Source records
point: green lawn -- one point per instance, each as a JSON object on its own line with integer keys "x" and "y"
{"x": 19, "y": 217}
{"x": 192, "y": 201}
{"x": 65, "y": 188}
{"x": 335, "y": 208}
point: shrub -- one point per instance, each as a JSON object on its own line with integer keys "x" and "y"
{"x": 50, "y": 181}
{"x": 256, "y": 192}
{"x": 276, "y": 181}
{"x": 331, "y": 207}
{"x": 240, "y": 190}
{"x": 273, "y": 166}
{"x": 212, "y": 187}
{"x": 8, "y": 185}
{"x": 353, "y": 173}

* * *

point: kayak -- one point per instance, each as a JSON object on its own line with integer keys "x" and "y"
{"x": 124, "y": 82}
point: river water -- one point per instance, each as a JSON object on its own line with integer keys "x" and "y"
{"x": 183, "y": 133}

Task objective
Find every line in the items above that contains the string "lawn", matching case exactly, and copy each such line in full.

Solution to this exercise
point: green lawn -- one point per instance, each as a JSON object on its own line with integer keys "x" and "y"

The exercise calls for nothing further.